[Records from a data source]

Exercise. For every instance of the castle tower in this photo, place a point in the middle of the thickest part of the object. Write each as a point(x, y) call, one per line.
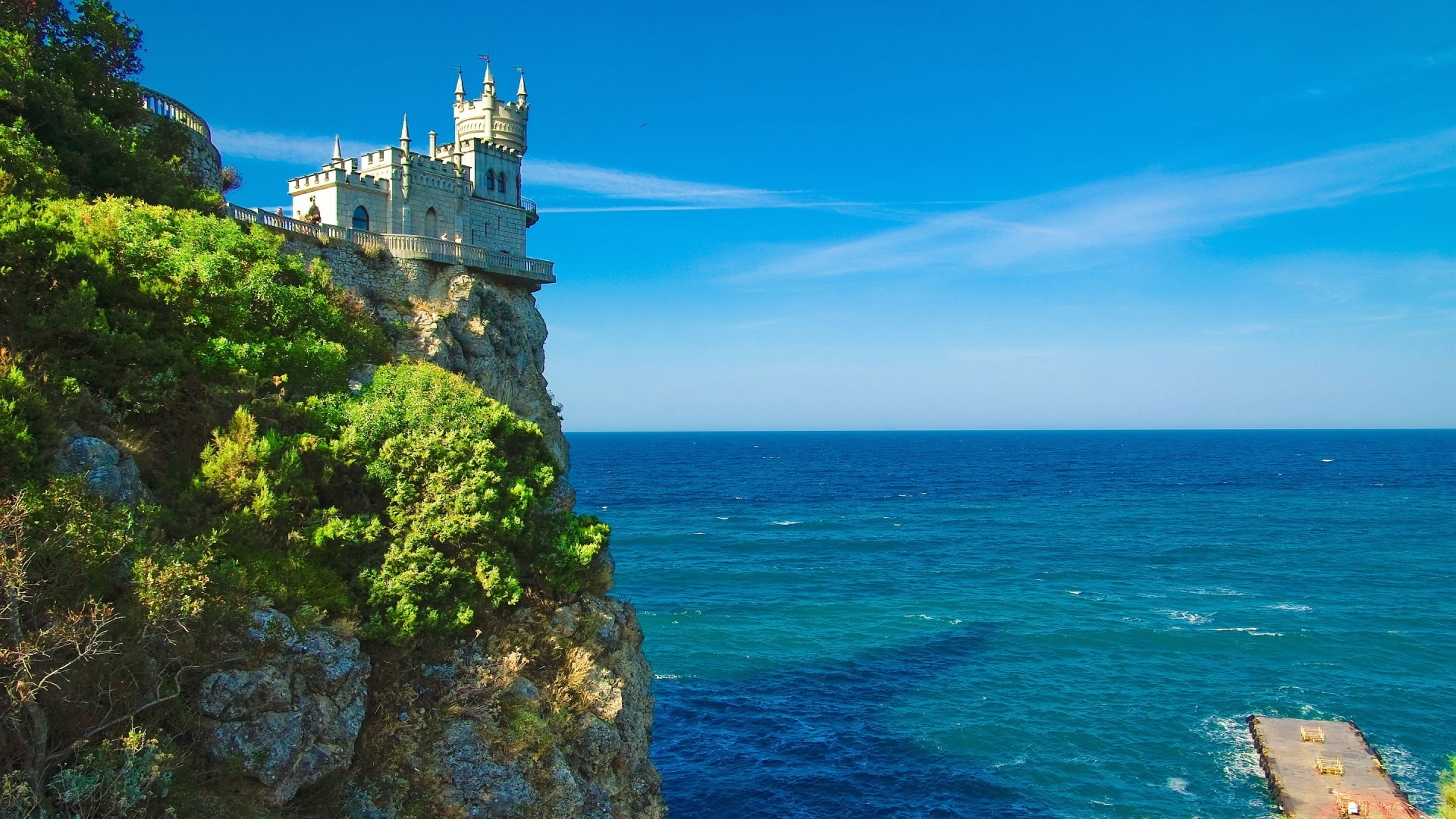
point(491, 134)
point(465, 191)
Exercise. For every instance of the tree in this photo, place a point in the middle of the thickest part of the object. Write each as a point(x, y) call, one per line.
point(41, 643)
point(71, 114)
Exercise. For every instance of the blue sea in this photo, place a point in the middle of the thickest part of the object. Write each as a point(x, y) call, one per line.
point(1028, 624)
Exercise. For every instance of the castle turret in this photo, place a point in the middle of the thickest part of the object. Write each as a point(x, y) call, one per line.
point(466, 190)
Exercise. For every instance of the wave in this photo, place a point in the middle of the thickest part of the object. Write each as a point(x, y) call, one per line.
point(1190, 617)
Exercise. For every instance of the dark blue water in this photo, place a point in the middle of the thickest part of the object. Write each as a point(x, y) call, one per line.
point(1028, 624)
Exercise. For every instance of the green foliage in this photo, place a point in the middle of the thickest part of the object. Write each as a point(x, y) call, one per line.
point(71, 118)
point(114, 779)
point(25, 423)
point(462, 479)
point(149, 308)
point(437, 507)
point(1446, 809)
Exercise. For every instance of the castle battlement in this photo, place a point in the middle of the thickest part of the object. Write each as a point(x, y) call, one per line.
point(465, 191)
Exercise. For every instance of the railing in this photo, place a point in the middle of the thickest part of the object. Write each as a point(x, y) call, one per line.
point(164, 105)
point(406, 246)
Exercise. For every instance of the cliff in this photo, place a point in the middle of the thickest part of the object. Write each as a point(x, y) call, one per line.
point(548, 711)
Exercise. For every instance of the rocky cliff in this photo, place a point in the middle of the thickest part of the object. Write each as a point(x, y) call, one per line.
point(546, 711)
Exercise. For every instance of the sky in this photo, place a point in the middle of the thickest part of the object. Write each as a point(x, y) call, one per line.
point(864, 216)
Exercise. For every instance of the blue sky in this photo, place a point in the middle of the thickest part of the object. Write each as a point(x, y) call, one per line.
point(921, 216)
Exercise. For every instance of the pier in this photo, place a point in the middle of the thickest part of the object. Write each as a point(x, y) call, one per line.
point(1326, 770)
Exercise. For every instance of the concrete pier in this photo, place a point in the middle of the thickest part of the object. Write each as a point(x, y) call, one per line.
point(1326, 770)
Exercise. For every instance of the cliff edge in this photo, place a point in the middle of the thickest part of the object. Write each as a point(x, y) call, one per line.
point(548, 711)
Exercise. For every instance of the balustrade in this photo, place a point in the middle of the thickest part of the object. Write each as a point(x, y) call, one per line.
point(410, 246)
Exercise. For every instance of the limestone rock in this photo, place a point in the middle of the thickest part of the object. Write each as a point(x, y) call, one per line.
point(293, 714)
point(107, 472)
point(548, 716)
point(482, 787)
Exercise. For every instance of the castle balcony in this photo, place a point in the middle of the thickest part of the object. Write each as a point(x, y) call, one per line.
point(406, 246)
point(168, 108)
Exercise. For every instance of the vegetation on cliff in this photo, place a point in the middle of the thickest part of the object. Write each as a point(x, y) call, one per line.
point(131, 321)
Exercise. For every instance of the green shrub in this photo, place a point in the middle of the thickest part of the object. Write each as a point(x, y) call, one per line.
point(25, 425)
point(150, 309)
point(1446, 809)
point(440, 504)
point(114, 777)
point(71, 115)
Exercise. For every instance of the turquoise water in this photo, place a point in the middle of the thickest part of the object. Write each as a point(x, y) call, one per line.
point(1027, 624)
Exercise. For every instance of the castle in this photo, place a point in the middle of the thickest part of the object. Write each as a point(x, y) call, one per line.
point(465, 191)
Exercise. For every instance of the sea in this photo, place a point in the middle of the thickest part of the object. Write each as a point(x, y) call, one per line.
point(1027, 624)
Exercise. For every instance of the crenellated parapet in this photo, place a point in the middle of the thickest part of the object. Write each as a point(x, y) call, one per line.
point(466, 191)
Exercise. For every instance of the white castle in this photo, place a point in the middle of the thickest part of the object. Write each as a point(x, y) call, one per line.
point(465, 191)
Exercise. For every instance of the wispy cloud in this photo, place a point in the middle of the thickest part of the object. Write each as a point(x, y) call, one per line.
point(644, 191)
point(281, 148)
point(1091, 221)
point(648, 188)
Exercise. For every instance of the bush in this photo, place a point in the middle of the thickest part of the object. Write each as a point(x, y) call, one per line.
point(72, 120)
point(1446, 809)
point(440, 504)
point(161, 312)
point(25, 425)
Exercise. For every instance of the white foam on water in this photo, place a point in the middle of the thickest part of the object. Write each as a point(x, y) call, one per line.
point(1190, 617)
point(1241, 763)
point(1410, 771)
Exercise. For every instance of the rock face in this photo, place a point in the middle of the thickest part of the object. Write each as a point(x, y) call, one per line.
point(482, 327)
point(548, 713)
point(551, 716)
point(108, 474)
point(291, 714)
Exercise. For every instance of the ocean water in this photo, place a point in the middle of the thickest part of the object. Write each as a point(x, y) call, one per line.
point(1028, 624)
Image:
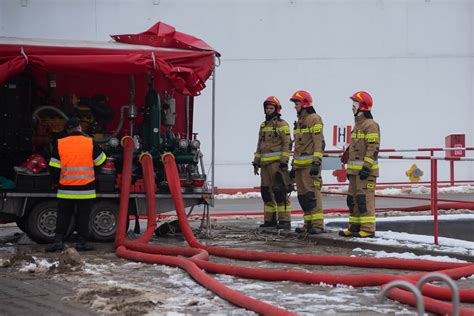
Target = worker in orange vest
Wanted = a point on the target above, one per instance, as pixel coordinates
(72, 162)
(307, 159)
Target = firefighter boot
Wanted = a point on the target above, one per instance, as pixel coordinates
(301, 230)
(57, 245)
(81, 244)
(285, 225)
(351, 231)
(363, 234)
(272, 223)
(313, 230)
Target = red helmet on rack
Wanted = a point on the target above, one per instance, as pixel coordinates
(364, 99)
(272, 100)
(303, 97)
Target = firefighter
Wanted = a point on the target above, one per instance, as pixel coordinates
(362, 168)
(72, 162)
(306, 165)
(271, 156)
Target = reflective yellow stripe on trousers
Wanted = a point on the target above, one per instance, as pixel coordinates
(313, 217)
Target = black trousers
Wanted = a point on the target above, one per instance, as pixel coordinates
(67, 209)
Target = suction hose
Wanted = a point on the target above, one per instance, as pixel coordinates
(135, 249)
(365, 280)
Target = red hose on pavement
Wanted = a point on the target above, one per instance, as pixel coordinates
(124, 247)
(433, 305)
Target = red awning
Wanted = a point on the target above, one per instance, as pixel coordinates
(186, 69)
(164, 35)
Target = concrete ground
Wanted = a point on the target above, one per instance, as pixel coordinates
(35, 282)
(105, 284)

:: WORK ITEM ::
Among the records above, count the lines that include the word "trousers" and state the number by itself.

:: SOLVED EXERCISE ::
2